Written exercise – Show each line of the items below that contains the word "slope".

Dataset –

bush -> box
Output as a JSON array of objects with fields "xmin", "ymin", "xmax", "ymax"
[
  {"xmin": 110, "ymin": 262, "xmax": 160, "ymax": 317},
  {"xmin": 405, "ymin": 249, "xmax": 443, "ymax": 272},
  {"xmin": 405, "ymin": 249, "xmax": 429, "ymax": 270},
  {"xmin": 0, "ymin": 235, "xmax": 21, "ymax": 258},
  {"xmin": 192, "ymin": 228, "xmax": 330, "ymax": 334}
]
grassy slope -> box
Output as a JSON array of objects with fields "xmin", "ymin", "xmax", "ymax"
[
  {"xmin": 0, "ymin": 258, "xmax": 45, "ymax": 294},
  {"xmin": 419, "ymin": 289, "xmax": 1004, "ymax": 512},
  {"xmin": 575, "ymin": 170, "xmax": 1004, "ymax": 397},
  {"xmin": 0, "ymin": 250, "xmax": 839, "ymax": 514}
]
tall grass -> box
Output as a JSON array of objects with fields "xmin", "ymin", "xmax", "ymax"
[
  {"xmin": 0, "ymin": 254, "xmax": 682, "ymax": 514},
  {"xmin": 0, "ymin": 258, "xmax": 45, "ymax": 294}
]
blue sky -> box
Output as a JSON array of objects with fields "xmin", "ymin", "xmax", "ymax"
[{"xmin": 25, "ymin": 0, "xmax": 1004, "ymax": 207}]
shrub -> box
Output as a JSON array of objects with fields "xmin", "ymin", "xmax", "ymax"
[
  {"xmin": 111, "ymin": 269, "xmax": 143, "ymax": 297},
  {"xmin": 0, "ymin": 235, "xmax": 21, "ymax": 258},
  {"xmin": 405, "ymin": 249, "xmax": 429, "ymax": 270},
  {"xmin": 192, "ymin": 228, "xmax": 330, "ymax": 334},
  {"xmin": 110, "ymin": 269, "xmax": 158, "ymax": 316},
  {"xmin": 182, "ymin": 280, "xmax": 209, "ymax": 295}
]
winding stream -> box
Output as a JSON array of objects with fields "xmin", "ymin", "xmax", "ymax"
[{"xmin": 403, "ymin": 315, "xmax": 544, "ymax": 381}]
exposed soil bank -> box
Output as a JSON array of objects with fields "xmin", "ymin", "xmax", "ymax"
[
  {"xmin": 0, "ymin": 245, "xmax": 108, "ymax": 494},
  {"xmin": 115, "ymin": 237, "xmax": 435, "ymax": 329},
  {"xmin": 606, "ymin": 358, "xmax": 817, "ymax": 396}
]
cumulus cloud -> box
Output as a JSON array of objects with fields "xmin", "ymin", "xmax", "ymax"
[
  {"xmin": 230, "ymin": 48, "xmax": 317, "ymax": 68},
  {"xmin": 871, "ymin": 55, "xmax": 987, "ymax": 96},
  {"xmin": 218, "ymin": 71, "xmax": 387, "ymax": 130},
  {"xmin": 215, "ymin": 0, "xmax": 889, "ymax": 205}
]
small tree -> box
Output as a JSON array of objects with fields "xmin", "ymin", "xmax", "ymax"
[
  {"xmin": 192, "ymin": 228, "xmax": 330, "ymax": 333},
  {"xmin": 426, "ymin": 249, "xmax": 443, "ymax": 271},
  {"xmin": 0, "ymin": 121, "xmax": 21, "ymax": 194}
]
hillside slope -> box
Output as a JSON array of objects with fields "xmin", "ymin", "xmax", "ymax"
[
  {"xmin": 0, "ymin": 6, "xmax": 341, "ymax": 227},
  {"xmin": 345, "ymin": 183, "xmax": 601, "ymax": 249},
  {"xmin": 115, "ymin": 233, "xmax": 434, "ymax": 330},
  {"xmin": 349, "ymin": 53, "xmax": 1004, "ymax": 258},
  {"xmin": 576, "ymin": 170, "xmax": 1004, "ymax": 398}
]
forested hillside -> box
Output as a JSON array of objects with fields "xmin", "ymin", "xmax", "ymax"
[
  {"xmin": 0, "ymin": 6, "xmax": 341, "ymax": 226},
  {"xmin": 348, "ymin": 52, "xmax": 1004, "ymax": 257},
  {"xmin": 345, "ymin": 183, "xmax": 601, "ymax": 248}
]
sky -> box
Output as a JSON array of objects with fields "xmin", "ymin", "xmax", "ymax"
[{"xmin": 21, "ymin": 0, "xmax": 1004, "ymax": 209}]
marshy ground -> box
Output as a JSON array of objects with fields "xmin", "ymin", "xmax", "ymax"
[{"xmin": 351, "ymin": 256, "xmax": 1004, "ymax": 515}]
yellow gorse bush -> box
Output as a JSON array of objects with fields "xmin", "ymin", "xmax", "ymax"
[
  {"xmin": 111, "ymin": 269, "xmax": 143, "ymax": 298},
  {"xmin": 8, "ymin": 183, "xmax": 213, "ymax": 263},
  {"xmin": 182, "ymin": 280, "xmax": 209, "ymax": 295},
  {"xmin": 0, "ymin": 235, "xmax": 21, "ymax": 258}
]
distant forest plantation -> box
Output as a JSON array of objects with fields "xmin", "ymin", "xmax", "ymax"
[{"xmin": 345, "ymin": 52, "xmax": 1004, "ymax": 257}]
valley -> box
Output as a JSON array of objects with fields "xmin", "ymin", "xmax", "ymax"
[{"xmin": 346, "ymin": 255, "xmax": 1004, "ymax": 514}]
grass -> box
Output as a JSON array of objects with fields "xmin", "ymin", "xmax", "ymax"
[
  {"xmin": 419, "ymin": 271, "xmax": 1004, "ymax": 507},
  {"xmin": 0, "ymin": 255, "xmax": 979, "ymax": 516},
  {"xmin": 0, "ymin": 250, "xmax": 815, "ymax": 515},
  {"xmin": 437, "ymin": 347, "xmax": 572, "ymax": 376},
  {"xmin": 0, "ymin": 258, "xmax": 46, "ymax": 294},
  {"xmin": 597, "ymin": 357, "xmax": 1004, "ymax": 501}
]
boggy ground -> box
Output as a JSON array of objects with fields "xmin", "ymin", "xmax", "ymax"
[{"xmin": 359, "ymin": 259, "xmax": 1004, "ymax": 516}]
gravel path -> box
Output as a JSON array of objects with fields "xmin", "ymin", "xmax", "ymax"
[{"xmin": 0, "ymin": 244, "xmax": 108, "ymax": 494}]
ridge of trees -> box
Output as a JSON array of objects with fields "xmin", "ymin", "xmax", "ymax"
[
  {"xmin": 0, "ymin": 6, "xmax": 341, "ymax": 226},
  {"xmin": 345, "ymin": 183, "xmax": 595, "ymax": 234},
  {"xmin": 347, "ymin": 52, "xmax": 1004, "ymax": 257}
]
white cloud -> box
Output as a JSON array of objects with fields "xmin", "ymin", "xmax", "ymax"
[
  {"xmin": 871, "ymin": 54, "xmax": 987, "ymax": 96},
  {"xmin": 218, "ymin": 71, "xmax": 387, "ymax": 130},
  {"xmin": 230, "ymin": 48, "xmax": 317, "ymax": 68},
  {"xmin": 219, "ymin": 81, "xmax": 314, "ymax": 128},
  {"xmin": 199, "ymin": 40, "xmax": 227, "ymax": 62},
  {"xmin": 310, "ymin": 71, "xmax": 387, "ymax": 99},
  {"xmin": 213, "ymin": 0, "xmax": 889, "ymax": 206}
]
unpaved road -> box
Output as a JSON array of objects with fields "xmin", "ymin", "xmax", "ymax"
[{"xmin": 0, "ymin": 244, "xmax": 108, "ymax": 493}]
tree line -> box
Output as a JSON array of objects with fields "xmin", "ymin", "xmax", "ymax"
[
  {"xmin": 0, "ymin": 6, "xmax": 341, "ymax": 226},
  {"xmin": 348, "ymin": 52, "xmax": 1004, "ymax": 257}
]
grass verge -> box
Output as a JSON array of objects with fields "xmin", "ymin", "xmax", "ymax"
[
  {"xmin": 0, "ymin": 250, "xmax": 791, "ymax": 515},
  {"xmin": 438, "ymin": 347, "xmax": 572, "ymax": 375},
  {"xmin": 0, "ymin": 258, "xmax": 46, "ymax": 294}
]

The output –
grassy slope -> box
hillside slope -> box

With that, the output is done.